▶ _SHORT EXERCISE_
Extract every line of the listing below that contains the string "sweatpants", copying each such line in full.

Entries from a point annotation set
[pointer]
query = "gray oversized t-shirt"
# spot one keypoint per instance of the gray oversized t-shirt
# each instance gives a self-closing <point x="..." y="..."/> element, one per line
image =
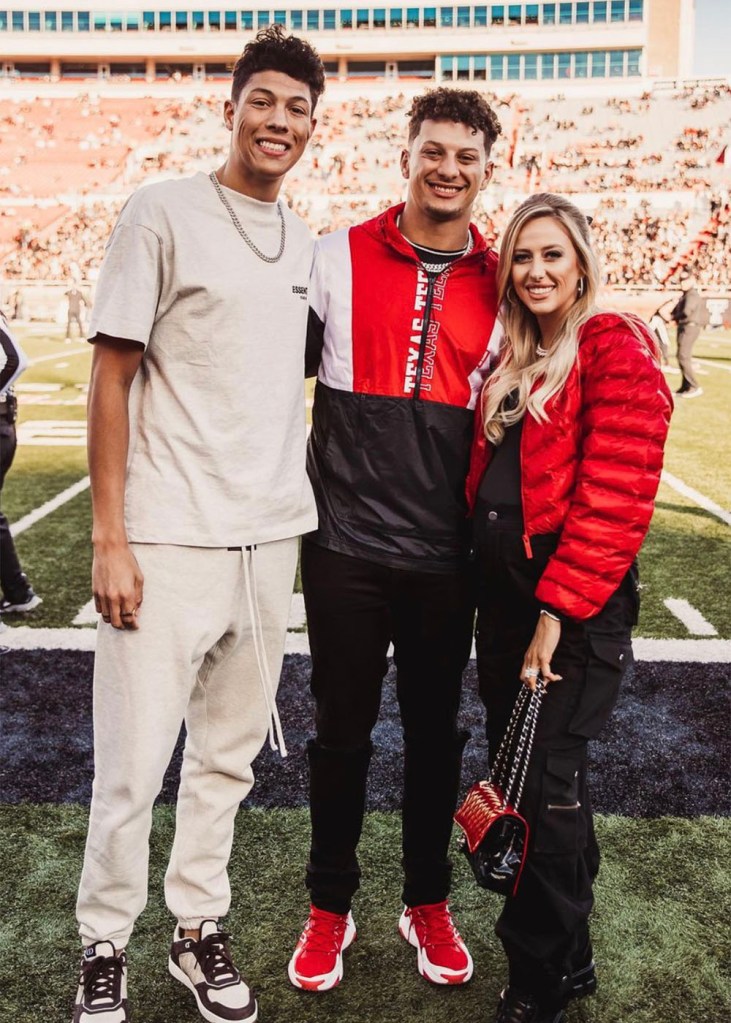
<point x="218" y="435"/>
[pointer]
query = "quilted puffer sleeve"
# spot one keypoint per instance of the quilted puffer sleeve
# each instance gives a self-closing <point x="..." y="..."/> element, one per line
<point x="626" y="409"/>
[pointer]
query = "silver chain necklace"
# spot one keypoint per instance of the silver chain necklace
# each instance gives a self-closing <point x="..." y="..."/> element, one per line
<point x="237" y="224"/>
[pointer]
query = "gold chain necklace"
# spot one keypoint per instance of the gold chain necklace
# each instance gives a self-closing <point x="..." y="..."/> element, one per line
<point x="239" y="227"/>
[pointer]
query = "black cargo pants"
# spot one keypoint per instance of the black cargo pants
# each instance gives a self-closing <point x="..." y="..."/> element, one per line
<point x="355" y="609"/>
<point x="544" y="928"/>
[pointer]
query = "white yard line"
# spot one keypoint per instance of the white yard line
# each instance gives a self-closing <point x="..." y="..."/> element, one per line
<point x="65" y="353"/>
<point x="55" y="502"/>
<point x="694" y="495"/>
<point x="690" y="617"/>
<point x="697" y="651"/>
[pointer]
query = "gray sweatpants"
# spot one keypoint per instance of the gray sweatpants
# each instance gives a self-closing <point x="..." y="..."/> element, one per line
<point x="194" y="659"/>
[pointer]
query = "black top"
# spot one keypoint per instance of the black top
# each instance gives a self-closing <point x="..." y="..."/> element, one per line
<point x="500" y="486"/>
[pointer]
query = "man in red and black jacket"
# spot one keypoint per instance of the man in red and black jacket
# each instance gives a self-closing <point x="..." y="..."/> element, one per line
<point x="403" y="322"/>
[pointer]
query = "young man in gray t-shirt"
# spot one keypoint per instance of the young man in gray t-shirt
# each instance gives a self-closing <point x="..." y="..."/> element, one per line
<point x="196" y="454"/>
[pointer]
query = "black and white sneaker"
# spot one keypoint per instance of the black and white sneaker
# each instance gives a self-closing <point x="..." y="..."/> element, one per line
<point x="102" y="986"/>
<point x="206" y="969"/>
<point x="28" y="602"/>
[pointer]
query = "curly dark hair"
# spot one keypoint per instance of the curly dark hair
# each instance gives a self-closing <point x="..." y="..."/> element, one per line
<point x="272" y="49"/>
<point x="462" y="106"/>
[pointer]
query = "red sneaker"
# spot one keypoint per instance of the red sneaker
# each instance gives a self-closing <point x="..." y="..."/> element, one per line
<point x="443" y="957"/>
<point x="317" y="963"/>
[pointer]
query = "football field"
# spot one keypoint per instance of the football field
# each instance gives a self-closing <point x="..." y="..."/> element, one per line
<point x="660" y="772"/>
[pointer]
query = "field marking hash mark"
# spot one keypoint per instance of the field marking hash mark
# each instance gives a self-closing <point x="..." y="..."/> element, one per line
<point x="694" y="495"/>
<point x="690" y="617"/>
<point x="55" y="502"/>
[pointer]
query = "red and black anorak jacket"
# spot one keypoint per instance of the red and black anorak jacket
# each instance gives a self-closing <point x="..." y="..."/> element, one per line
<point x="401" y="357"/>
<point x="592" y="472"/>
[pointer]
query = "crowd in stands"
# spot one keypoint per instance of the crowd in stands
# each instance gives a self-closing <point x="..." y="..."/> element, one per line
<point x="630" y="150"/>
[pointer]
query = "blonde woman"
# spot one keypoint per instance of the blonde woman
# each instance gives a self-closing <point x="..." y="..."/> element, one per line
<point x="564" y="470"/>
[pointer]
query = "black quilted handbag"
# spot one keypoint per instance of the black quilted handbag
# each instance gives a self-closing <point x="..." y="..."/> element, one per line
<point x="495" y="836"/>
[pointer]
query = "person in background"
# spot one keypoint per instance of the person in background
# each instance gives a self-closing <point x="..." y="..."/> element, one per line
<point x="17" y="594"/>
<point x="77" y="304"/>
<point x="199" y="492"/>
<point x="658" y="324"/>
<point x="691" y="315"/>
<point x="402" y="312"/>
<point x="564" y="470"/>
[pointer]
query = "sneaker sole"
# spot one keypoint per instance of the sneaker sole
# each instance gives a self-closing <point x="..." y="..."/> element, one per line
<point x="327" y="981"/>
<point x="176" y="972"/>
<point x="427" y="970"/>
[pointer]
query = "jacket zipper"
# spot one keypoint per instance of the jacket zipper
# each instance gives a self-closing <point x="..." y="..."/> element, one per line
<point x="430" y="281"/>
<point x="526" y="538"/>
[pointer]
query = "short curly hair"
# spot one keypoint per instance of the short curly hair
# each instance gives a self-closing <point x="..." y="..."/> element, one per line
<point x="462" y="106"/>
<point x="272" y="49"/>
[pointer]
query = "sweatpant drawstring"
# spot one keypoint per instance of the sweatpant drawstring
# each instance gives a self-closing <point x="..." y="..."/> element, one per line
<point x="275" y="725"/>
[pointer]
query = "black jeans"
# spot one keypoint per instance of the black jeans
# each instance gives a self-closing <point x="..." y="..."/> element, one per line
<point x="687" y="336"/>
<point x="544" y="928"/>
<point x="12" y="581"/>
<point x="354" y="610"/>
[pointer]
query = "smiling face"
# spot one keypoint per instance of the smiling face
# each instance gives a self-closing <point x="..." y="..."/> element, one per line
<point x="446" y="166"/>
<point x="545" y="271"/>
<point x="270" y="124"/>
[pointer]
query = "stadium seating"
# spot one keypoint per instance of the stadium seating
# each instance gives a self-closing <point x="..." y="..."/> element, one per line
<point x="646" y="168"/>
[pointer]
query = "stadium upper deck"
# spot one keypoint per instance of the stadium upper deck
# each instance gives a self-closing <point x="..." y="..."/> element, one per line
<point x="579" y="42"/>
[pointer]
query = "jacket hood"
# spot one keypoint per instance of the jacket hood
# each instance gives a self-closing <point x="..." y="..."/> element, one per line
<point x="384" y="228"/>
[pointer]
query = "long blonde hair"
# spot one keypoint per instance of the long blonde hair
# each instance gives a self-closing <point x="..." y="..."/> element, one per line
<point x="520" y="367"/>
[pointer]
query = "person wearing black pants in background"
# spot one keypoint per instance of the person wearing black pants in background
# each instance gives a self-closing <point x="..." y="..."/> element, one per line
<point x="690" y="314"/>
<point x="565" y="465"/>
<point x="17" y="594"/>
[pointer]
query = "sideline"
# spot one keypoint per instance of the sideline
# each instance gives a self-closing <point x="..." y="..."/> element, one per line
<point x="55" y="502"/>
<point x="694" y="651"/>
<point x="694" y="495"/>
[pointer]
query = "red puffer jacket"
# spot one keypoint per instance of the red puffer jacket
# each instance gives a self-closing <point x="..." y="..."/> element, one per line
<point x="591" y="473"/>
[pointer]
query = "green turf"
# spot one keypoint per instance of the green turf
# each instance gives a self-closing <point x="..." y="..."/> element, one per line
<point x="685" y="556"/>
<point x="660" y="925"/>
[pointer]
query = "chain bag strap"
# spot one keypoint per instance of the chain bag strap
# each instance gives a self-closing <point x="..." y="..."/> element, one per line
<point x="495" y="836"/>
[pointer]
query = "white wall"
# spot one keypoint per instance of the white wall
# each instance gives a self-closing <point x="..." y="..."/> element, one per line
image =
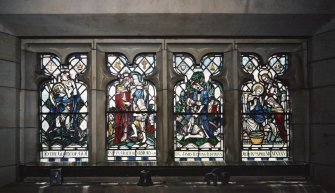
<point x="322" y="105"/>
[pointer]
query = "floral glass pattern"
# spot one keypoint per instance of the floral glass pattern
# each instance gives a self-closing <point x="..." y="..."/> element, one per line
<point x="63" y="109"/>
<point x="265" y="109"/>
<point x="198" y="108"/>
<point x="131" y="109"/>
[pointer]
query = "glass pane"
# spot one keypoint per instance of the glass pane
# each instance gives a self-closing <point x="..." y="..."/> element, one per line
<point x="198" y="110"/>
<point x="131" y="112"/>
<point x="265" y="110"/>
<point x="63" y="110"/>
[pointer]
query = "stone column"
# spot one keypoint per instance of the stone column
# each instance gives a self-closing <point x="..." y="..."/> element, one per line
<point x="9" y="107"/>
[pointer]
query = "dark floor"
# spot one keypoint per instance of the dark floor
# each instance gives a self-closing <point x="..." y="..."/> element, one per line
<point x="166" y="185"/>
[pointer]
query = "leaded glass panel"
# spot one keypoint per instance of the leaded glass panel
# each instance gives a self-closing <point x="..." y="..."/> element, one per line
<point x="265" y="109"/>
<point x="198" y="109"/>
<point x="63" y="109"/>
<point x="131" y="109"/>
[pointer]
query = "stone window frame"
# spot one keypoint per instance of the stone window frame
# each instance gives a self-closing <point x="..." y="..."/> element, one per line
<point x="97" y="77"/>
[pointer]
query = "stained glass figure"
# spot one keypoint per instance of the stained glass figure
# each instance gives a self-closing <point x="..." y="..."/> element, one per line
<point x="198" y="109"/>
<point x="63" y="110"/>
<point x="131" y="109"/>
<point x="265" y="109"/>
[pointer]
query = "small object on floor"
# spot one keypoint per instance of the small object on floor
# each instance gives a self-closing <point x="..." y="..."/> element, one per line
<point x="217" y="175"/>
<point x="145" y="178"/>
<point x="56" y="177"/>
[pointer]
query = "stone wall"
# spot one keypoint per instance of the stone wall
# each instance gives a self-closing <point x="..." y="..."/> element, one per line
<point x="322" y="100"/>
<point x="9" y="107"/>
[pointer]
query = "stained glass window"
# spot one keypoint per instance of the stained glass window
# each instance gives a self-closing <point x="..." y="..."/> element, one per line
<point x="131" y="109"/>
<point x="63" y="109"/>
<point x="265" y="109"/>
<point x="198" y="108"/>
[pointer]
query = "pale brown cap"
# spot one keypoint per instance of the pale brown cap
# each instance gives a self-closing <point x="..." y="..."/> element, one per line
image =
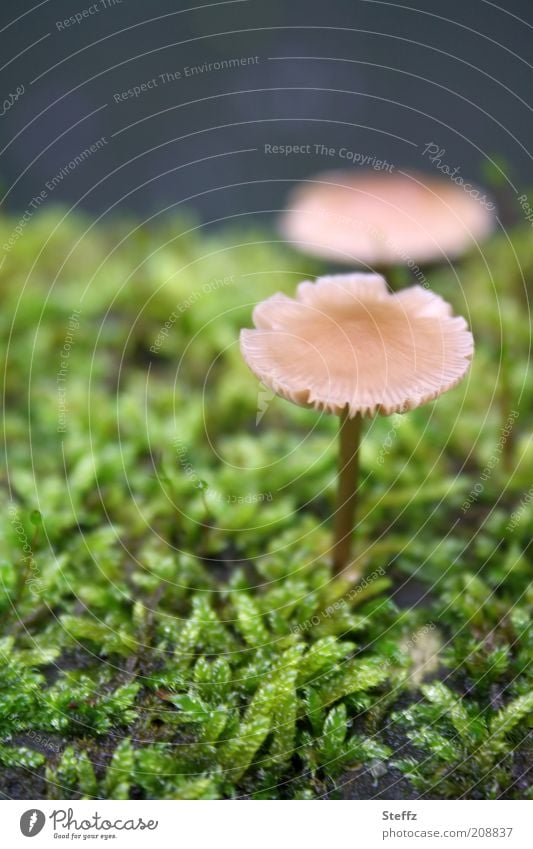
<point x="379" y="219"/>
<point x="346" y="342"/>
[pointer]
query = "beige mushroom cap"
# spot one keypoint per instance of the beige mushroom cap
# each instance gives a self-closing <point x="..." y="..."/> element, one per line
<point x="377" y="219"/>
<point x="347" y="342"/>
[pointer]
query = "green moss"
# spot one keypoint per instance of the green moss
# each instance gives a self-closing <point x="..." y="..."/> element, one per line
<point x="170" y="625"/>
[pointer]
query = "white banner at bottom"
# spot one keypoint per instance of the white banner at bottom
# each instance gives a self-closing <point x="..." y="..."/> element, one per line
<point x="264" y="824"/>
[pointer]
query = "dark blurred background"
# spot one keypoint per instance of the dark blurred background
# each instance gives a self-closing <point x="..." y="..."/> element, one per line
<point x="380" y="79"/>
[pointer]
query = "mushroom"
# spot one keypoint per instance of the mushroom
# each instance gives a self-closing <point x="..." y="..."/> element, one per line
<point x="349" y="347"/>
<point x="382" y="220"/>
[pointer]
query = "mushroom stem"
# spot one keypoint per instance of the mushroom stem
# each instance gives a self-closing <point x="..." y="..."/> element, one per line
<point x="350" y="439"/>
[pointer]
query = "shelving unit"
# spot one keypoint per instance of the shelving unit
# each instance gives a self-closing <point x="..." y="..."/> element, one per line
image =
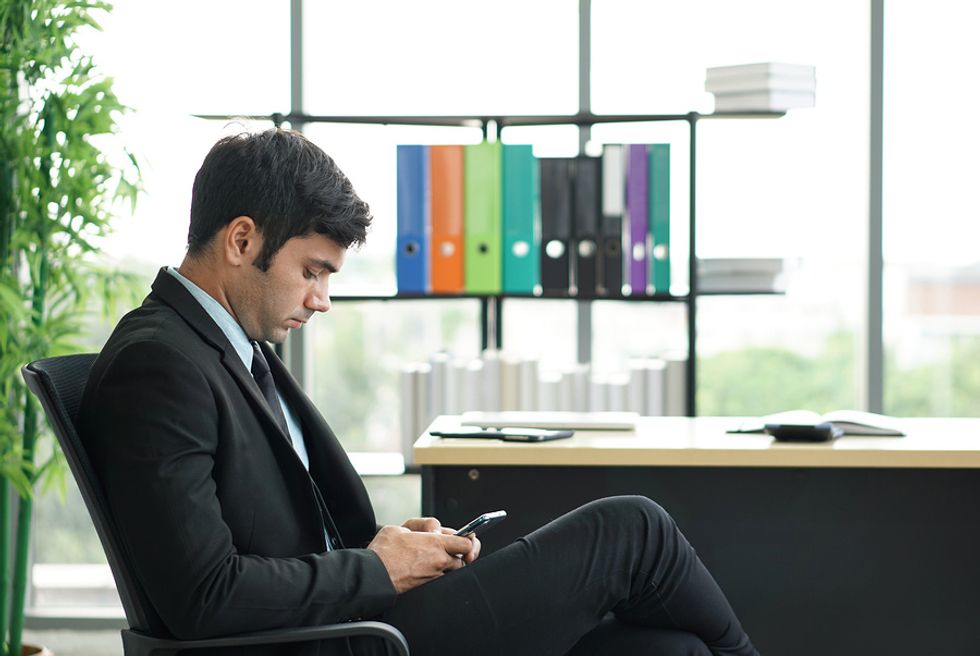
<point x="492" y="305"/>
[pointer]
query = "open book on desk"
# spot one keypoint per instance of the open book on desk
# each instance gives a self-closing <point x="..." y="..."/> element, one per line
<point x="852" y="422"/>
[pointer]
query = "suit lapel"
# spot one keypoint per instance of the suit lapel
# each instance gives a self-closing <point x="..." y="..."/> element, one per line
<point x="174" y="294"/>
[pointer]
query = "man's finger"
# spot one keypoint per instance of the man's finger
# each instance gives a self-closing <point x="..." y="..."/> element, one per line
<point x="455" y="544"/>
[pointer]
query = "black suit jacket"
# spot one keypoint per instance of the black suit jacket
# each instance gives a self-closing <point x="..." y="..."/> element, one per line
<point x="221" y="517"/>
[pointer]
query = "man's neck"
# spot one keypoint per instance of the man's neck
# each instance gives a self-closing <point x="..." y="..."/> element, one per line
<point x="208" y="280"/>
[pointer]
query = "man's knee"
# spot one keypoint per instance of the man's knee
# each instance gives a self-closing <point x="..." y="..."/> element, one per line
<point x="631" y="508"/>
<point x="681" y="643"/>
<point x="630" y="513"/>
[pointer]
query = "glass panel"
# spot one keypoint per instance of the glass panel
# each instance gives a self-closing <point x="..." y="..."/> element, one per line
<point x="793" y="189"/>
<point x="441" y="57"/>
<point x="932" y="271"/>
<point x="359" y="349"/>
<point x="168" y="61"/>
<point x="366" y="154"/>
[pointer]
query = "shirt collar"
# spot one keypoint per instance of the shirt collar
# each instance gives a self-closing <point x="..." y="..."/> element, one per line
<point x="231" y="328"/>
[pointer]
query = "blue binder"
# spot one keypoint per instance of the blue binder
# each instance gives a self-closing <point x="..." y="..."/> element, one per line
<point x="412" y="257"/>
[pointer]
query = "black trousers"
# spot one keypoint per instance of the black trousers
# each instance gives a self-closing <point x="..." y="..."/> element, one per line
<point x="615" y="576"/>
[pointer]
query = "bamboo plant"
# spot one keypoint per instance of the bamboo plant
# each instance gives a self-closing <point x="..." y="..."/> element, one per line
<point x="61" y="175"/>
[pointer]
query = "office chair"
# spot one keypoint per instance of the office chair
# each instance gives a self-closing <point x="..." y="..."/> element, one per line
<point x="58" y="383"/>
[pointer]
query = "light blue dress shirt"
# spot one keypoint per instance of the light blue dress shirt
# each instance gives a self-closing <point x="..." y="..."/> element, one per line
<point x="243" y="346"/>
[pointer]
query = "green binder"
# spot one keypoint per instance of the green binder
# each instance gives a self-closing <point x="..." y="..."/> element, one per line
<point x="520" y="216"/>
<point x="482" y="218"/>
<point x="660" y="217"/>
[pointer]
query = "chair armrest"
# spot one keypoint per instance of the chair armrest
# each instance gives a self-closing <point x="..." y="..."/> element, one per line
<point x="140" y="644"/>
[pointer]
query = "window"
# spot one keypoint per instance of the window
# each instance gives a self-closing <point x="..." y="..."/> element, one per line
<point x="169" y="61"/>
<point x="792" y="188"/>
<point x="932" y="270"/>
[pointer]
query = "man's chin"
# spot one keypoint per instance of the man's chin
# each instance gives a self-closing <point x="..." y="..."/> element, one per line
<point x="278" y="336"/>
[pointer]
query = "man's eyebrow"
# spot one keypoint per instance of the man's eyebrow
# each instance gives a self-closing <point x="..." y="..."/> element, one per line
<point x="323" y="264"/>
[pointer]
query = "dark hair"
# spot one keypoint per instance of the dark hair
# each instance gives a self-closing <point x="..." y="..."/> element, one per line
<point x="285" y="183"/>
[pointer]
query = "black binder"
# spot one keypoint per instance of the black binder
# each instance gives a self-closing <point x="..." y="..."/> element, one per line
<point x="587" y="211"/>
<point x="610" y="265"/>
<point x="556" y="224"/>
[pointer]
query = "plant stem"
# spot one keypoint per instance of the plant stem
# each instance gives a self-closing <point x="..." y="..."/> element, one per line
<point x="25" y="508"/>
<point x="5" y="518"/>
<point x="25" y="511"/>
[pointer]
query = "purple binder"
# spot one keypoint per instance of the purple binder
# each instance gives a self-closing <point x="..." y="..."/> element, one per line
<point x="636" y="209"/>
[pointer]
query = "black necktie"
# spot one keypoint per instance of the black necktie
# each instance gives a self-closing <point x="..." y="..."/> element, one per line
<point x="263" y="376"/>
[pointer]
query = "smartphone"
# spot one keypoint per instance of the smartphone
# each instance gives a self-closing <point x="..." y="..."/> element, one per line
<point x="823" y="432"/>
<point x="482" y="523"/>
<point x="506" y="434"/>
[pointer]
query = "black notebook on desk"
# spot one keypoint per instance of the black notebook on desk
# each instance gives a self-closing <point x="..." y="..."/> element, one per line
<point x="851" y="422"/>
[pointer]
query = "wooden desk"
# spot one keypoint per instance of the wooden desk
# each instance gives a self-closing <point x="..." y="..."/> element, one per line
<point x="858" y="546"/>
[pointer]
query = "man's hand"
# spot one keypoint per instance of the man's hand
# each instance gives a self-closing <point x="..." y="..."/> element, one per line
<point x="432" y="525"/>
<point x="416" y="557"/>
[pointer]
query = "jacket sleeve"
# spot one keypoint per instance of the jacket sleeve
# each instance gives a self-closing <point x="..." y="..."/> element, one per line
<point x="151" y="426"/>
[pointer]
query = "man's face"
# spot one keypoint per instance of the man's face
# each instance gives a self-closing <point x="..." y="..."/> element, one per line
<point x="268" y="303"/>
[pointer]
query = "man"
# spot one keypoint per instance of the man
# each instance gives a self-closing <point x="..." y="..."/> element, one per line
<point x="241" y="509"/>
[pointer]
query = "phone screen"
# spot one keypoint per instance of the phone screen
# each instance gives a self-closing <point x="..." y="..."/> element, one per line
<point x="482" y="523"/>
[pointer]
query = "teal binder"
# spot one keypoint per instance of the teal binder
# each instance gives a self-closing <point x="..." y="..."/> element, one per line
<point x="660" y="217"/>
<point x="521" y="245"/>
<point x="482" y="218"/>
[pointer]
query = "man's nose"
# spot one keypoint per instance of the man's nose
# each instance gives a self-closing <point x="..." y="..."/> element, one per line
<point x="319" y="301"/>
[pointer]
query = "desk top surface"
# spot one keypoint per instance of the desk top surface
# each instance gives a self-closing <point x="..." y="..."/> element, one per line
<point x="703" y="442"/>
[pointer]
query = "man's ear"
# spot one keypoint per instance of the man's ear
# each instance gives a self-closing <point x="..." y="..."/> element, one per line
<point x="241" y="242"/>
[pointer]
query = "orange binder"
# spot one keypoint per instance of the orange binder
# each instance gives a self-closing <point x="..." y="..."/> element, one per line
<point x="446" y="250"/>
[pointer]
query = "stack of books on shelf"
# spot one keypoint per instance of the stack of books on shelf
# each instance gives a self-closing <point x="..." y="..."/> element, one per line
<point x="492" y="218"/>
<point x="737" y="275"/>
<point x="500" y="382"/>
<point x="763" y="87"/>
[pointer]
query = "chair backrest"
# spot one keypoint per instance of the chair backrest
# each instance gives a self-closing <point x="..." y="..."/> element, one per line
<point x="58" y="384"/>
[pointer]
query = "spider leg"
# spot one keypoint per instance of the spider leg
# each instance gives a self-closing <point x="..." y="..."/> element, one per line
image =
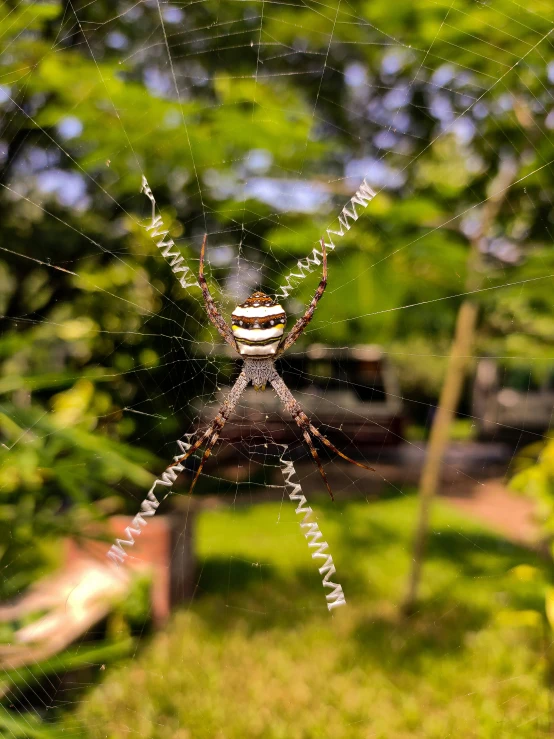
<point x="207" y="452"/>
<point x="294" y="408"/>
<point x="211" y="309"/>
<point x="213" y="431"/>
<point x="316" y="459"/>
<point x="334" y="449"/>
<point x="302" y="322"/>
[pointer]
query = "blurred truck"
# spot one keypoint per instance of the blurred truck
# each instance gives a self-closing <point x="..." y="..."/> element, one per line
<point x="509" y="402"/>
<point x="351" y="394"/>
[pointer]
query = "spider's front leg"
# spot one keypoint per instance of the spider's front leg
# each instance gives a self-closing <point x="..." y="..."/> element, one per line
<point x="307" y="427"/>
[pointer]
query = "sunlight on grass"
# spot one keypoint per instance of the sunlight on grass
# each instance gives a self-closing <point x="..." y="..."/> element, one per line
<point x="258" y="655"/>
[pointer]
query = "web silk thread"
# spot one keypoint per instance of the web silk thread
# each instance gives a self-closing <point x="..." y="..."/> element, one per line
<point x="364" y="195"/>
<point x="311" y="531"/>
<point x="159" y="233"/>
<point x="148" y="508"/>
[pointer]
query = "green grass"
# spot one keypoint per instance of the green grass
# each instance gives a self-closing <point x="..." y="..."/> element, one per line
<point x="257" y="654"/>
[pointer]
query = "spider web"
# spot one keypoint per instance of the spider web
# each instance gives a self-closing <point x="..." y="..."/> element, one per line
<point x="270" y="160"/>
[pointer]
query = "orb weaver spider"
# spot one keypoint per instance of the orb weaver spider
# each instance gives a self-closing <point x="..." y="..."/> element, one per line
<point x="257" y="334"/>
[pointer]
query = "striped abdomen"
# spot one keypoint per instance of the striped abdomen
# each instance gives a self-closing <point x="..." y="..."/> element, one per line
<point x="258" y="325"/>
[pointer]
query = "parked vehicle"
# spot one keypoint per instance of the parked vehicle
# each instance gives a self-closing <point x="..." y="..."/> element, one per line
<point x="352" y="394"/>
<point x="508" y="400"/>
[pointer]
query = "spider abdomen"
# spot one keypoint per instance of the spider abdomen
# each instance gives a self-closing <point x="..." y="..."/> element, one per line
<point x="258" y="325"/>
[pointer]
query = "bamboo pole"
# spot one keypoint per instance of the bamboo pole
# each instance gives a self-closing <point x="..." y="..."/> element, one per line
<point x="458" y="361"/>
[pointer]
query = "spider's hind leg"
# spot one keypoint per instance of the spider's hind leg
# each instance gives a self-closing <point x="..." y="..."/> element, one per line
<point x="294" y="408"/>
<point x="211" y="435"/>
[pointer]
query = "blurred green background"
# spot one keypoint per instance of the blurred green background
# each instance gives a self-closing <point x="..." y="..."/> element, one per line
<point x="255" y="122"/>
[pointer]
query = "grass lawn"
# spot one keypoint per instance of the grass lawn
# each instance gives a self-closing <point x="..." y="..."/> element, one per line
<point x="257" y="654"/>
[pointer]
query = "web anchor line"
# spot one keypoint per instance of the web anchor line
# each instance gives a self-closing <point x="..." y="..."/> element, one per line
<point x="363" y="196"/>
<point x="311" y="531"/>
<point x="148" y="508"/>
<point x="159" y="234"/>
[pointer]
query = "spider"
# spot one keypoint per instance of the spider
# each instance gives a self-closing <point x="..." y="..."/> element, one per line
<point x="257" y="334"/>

▶ _WRITTEN ANSWER_
query = "gray sweatpants"
# spot one keypoint per instance of the gray sweatpants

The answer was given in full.